Set problem:
In the bank profit and loss press release, rewrite the passage between "Press release 18/34" and "and asset management.", inclusive, substituting "operating expenses" for "general expenses".

Supplied text:
______________________________

10 October 2018
Press release

Profit and loss account of credit institutions as at 30 June 2018

Press release 18/34

The CSSF estimates profit before provisions of the Luxembourg banking sector at EUR 2,936 million for the first half year of 2018. Compared to the same period in 2017, profit before provisions thus decreased by 3.0%.

Two main causes, which had already been observed in the first quarter of 2018, continued to negatively impact the profit before provision of credit institutions during this year’s first six months: (i) the ongoing increase of general expenses (+6.3%) and (ii) the significant reduction (-26.3%) of other net income. These adverse effects were partially mitigated by the positive result recorded on the main banking activities such as banking intermediation and asset management.

The net interest income registered an increase of 10.0% year-on-year. This trend was shared by half of the banks of the financial centre. The prolonged application of negative interest rates on deposits collected from institutional customers, the rise of the balance sheets or an improved average return on assets are some factors which, depending on the banks, explain the favourable development of the net interest income compared to the previous year.

______________________________

Point annotation records:
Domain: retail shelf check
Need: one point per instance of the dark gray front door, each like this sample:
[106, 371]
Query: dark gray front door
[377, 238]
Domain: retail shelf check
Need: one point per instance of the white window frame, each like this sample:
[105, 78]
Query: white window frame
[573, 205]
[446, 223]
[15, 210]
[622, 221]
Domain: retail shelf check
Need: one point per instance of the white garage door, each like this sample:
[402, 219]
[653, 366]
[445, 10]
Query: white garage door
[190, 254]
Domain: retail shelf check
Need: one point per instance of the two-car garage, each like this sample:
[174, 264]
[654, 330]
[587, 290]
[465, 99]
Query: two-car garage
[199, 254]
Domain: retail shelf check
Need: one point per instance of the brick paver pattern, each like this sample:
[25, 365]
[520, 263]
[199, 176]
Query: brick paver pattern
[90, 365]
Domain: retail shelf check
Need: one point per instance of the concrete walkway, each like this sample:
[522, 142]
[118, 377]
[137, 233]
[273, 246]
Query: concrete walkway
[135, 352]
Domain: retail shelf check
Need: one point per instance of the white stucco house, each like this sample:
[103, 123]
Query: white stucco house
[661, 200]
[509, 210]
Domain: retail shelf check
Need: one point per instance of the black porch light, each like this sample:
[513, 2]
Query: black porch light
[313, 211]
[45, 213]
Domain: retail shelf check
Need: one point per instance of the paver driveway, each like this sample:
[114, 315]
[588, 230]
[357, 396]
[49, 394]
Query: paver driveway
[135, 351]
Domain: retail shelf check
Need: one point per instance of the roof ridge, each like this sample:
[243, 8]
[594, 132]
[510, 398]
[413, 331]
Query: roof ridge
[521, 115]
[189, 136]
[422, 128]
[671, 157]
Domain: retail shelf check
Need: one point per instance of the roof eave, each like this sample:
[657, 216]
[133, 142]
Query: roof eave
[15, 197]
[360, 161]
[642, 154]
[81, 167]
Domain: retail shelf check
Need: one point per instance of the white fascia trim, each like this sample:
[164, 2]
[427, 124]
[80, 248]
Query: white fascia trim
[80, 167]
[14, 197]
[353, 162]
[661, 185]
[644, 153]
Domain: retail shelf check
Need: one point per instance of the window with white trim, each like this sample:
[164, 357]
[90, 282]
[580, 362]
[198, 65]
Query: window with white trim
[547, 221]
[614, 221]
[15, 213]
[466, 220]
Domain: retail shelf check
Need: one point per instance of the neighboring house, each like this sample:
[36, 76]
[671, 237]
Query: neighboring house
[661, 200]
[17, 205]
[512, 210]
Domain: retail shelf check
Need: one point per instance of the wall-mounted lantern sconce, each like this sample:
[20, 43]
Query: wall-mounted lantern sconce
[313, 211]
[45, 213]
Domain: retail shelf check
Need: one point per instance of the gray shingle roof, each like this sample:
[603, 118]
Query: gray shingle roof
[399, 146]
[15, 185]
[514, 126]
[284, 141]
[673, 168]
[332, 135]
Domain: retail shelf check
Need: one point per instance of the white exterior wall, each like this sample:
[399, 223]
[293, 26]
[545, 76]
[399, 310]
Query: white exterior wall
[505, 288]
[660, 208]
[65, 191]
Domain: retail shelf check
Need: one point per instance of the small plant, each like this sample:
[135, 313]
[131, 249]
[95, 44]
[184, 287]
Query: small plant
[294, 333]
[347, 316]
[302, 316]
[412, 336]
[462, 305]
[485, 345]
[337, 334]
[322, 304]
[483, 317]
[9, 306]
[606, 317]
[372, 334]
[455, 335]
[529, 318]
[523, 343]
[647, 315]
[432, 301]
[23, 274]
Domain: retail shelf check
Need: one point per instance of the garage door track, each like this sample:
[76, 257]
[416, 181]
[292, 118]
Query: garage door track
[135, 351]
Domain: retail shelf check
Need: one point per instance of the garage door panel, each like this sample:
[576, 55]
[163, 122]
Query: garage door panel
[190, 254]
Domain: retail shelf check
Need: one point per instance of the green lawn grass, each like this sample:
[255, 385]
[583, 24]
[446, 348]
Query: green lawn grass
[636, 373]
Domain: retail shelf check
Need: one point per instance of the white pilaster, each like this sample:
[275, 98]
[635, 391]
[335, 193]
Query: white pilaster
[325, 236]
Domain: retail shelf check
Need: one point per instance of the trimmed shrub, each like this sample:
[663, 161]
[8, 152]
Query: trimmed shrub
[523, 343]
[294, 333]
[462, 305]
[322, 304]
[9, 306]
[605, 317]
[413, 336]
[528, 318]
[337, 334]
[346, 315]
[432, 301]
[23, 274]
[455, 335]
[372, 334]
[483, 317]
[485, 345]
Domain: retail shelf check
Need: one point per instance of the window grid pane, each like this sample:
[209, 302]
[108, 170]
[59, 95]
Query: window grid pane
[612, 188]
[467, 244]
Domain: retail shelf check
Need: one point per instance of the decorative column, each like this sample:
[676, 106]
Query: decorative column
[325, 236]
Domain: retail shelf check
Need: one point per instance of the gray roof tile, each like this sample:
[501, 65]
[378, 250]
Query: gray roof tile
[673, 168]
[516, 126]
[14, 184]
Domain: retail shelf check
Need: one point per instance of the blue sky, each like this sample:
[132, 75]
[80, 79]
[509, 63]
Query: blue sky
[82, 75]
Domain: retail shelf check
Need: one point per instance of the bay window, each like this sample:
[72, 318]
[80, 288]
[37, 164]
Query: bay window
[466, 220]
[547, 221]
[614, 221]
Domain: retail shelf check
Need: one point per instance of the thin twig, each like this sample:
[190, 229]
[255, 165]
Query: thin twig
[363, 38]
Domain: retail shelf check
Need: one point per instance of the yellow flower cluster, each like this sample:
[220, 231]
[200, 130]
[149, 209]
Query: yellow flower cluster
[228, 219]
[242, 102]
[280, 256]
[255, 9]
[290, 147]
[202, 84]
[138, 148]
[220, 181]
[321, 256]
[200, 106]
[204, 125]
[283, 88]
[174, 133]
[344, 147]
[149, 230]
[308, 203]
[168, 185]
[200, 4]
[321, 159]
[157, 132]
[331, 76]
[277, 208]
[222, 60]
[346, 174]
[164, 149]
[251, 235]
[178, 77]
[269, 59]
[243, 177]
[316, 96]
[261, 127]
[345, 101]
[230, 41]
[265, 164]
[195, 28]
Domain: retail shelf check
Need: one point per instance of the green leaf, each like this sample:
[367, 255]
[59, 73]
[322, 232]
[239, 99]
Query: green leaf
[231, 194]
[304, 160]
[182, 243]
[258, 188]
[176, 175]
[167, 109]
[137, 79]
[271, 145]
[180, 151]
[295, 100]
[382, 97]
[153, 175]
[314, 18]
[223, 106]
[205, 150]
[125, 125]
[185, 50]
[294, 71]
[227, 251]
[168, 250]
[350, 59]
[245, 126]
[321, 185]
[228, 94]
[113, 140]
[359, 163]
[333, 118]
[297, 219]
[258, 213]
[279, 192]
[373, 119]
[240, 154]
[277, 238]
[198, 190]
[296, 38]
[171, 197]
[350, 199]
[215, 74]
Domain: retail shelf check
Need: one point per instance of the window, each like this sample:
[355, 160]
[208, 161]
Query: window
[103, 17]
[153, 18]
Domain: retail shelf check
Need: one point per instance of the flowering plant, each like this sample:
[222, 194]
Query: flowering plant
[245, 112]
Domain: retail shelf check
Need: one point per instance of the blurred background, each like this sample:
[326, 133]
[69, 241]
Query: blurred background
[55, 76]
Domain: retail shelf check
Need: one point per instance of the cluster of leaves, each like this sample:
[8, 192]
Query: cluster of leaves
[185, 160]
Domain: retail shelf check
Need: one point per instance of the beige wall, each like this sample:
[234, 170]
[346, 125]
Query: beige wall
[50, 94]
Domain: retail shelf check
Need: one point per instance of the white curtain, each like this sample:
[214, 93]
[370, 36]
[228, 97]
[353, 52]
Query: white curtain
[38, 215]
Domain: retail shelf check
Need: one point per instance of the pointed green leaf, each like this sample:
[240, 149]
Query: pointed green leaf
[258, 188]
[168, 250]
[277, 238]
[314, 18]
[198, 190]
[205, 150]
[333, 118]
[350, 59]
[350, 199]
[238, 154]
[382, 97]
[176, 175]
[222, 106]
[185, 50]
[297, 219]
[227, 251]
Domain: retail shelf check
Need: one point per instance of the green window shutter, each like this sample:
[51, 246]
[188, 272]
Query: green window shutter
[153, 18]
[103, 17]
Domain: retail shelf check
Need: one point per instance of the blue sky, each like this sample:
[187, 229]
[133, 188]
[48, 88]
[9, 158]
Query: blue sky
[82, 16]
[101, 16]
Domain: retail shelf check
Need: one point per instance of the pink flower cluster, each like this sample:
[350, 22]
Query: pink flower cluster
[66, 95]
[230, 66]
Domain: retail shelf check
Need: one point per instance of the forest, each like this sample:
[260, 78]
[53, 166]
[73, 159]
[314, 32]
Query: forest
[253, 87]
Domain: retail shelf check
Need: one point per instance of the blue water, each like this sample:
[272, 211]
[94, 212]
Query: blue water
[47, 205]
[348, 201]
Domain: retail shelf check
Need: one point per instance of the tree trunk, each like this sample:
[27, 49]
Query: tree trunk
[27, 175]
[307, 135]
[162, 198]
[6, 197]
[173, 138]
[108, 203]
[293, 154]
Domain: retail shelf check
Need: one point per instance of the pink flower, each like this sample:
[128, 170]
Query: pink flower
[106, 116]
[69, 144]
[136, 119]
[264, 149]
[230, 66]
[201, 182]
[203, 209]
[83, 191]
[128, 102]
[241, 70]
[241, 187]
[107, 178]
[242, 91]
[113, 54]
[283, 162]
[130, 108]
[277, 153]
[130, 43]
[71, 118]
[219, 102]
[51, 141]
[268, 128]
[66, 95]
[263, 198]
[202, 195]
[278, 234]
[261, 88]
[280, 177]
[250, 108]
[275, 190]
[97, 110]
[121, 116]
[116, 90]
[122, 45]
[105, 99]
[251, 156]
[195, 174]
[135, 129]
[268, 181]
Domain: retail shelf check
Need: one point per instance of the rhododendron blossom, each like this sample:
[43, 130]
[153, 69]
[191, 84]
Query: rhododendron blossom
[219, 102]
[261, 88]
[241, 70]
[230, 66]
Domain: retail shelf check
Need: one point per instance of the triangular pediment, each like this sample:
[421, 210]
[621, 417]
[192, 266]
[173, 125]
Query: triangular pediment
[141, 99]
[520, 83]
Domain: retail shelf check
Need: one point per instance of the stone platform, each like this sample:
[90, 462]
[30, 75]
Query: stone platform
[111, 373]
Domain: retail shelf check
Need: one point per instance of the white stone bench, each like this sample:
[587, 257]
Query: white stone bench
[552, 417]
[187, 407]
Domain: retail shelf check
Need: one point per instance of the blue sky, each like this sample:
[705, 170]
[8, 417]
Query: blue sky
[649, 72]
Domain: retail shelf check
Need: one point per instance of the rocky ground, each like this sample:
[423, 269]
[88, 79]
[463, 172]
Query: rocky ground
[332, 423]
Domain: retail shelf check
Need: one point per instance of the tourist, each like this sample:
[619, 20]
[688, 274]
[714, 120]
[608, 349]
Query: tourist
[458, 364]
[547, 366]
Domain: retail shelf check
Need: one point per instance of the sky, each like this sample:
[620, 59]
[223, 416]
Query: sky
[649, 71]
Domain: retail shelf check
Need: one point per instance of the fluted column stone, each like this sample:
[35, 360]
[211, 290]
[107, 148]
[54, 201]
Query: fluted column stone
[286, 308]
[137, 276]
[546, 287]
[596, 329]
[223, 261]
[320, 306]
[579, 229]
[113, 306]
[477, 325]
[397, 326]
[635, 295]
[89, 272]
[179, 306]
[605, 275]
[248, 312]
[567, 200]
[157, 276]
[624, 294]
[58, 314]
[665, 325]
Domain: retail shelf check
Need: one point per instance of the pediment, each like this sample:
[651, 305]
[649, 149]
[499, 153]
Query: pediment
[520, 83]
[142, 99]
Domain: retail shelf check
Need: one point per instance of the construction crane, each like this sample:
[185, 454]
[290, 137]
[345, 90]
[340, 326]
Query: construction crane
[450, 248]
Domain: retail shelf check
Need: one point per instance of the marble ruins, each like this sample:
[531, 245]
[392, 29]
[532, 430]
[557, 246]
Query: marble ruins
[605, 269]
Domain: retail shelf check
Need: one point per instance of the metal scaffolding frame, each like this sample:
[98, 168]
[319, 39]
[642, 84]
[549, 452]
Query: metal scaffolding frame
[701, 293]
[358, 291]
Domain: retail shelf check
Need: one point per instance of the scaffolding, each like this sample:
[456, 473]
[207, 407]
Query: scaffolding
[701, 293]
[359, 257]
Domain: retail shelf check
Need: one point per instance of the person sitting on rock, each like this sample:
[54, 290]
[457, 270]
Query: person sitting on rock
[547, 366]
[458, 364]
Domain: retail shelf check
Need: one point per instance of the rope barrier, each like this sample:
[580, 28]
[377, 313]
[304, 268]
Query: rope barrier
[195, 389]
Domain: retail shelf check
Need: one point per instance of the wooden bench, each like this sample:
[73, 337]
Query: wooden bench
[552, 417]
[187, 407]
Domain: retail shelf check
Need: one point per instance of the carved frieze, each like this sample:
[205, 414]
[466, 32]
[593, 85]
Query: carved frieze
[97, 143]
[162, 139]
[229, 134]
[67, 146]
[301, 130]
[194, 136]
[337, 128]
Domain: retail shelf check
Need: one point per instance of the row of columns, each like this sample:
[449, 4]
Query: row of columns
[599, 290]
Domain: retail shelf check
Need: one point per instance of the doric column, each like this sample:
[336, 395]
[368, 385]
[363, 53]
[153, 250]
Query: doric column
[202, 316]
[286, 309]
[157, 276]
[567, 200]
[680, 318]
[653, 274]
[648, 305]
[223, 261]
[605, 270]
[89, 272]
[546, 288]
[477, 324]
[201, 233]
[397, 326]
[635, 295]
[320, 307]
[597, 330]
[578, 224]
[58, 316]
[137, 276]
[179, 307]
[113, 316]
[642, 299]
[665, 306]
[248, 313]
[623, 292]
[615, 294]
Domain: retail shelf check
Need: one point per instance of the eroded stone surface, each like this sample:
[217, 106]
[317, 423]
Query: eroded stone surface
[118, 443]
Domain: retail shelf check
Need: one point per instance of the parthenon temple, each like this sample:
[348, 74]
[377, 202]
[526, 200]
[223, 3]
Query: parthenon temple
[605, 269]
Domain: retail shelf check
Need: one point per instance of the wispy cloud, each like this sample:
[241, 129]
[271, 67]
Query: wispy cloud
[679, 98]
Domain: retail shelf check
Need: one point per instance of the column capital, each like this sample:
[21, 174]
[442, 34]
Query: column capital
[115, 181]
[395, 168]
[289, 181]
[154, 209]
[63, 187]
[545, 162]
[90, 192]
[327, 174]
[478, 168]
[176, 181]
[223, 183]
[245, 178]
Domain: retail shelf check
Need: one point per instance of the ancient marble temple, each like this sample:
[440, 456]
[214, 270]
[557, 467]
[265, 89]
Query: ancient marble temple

______________________________

Finished exercise:
Press release 18/34

The CSSF estimates profit before provisions of the Luxembourg banking sector at EUR 2,936 million for the first half year of 2018. Compared to the same period in 2017, profit before provisions thus decreased by 3.0%.

Two main causes, which had already been observed in the first quarter of 2018, continued to negatively impact the profit before provision of credit institutions during this year’s first six months: (i) the ongoing increase of operating expenses (+6.3%) and (ii) the significant reduction (-26.3%) of other net income. These adverse effects were partially mitigated by the positive result recorded on the main banking activities such as banking intermediation and asset management.